» **Study material**
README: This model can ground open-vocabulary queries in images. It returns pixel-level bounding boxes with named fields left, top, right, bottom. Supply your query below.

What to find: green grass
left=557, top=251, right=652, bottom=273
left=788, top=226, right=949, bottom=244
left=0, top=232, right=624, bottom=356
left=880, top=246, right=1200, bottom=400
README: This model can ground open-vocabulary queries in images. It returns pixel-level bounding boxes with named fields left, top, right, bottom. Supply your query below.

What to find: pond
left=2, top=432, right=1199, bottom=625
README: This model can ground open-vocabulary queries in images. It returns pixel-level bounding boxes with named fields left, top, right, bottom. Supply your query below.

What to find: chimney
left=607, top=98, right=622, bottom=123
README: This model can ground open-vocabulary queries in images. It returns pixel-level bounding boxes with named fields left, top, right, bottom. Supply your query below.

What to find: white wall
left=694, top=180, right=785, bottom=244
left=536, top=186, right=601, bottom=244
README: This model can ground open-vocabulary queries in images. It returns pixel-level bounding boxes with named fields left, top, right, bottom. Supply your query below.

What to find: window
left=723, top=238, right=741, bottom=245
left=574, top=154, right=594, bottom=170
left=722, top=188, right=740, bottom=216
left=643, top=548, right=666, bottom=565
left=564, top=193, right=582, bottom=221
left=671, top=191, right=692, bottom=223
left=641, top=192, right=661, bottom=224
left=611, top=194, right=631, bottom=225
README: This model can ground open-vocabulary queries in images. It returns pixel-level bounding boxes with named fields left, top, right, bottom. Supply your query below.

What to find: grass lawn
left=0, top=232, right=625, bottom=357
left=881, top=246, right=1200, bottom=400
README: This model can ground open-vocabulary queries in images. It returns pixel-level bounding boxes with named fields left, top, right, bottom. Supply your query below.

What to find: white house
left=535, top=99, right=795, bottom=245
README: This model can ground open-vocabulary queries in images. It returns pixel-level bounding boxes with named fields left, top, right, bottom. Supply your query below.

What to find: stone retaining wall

» **What you should do**
All that is needed is the material, repeated exactly.

» **Solution for this problem**
README: This model can ground open-vocabulary queries in images. It returns pixel-level bounding boxes with named fields left, top, right, bottom. Supply your query below.

What to find: green grass
left=557, top=251, right=652, bottom=273
left=788, top=226, right=949, bottom=244
left=0, top=232, right=624, bottom=356
left=880, top=246, right=1200, bottom=400
README: This model can ground open-vocabulary queries in images. It returns pixel-level bounding boxes with named fields left, top, right, bottom. Supply your query below.

What to find: pond
left=2, top=432, right=1199, bottom=625
README: This model can ground open-vocabulary queries in images. It returns pixel-level bounding boxes with named fields left, top, right, bottom. Supply your query below.

What to find: chimney
left=607, top=98, right=622, bottom=123
README: This model can ground open-vocabulary queries in images. It returns pixel-level bounding boxes with named fields left, top, right, bottom. Supply your query below.

What to find: white wall
left=694, top=180, right=785, bottom=244
left=536, top=186, right=601, bottom=244
README: This model can ground open-vocabulary queries in images. It returns pixel-level bounding boxes with named fields left, top, right, bottom. Supply your query below.

What to find: window
left=723, top=238, right=741, bottom=245
left=574, top=154, right=594, bottom=170
left=722, top=188, right=740, bottom=216
left=643, top=548, right=666, bottom=565
left=564, top=193, right=582, bottom=221
left=671, top=191, right=692, bottom=223
left=641, top=192, right=661, bottom=224
left=611, top=194, right=631, bottom=225
README: This model can ground open-vocabulary queries in images. It returns pixel-level bounding boxes with named fields left, top, right, bottom. Supply your query below.

What to find: grass lawn
left=0, top=232, right=625, bottom=357
left=881, top=246, right=1200, bottom=400
README: This model can ground open-vocabulary queries in images. It returns pixel-level bounding boxes with named fields left, top, right, bottom. Supply your query below.

What to find: white house
left=535, top=99, right=795, bottom=245
README: This model can ground open-vocabulary queries in images. It returns pixel-level bounding boxes with named fields left, top, right, bottom. Supply your query below.

What to find: stone retaining wall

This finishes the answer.